> **TEXTE**
_ _ _ _ _

Photos : EMM et Parti Québécois

ROSEMONT : L’AFFRONTEMENT LISÉE-MARISSAL S’AVÈRE SOMME TOUTE DISCRET

Le PQ semble tenir le fort dans Rosemont selon la plus récente prévision du site Québec 125, mais l’écart serait très mince avec Québec Solidaire et son candidat vedette Vincent Marissal. On parle d’environ 1.5 % de différence dans les intentions de vote, une poussière à cette étape-ci de la campagne. Est Média Montréal a rencontré les deux aspirants députés qui gardent, du moins pour le moment, un calme étonnant.

Marissal confiant

L’ex-journaliste de La Presse l’avoue d’entrée de jeu : son arrivée en politique a été vraiment plus « intense » qu’il ne s’y attendait. « Je savais que ça allait brasser quand j’ai annoncé ma candidature pour QS dans Rosemont, mais pas aussi intensément et pas aussi longtemps. Cela a été difficile pour ma famille, ma femme surtout, qui a vécu la situation par procuration. Toutefois, ce que j’ai trouvé le plus dur, le plus injuste, c’est le procès d’intention qu’on m’a collé », affirme-t-il. Rappelons que le candidat s’est fait reprocher par plusieurs journalistes et analystes d’avoir eu des discussions avec le Parti Libéral fédéral avant d’annoncer ses couleurs pour QS, laissant sous-entendre un magasinage « opportuniste ».

La poussière étant maintenant retombée, celui que les résidents du Vieux-Rosemont voient régulièrement jogger se dit aujourd’hui serein et très confiant de l’emporter le 1er octobre prochain. Selon lui, les gens de Rosemont sont prêts pour un changement de garde qui va réellement faire bouger les choses dans le quartier : « L’Est de Montréal souffre du manque historique d’intérêt de la part des libéraux et je crois sincèrement que cela a un lien avec le fait qu’une bonne partie de la région est bleue et non rouge. Quand on pense que le ministère de l’Éducation, par exemple, n’a octroyé aucune nouvelle place dans le réseau scolaire dans Rosemont en 2018-2019 alors que nos écoles sont occupées à 140 %, on peut se poser la question si l’allégeance politique du quartier y est pour quelque chose… moi je n’accepterais pas ça », clame M. Marissal.

_ _ _ _ _

> **JEU DE DONNÉES**

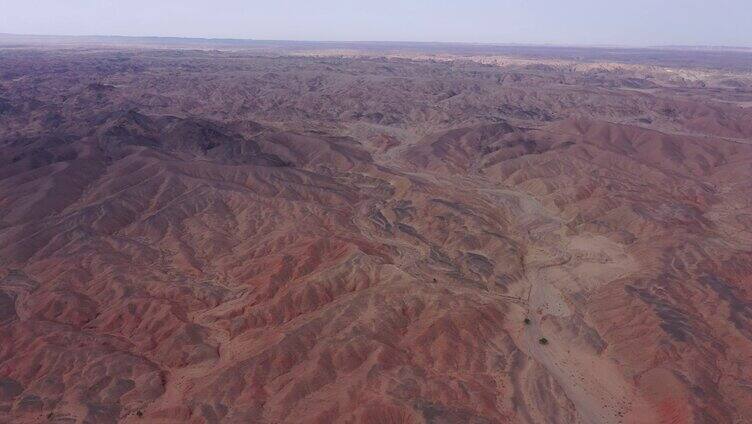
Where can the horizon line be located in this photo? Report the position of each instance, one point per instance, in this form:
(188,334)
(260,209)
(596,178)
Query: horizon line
(468,43)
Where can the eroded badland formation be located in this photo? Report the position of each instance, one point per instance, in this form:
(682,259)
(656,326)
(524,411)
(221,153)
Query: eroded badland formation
(313,235)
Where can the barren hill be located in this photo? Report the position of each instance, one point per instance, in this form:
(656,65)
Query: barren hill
(226,236)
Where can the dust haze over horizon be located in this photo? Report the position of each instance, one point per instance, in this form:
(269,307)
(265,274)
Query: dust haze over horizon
(583,22)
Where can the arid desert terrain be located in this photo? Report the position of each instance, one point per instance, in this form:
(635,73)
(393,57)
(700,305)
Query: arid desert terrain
(374,233)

_ _ _ _ _

> **TÂCHE DEMANDÉE A**
Selon l'article sur Rosemont, à quel taux les écoles du quartier sont-elles occupées ?
> **TÂCHE DEMANDÉE B**
Traduisez en anglais la phrase suivante de l'article sur Rosemont : « On parle d’environ 1.5 % de différence dans les intentions de vote, une poussière à cette étape-ci de la campagne. »
> **TÂCHE DEMANDÉE C**
Énumérez tous les médias et sites web nommés dans l'article sur Rosemont.
Les enregistrements ne servent pas ici.

> **SOLUTION PROPOSÉE A**
Elles sont occupées à 140 %.

> **SOLUTION PROPOSÉE B**
We are talking about a difference of roughly 1.5% in voting intentions, a mere speck at this stage of the campaign.

> **SOLUTION PROPOSÉE C**
- Québec 125
- Est Média Montréal (EMM)
- La Presse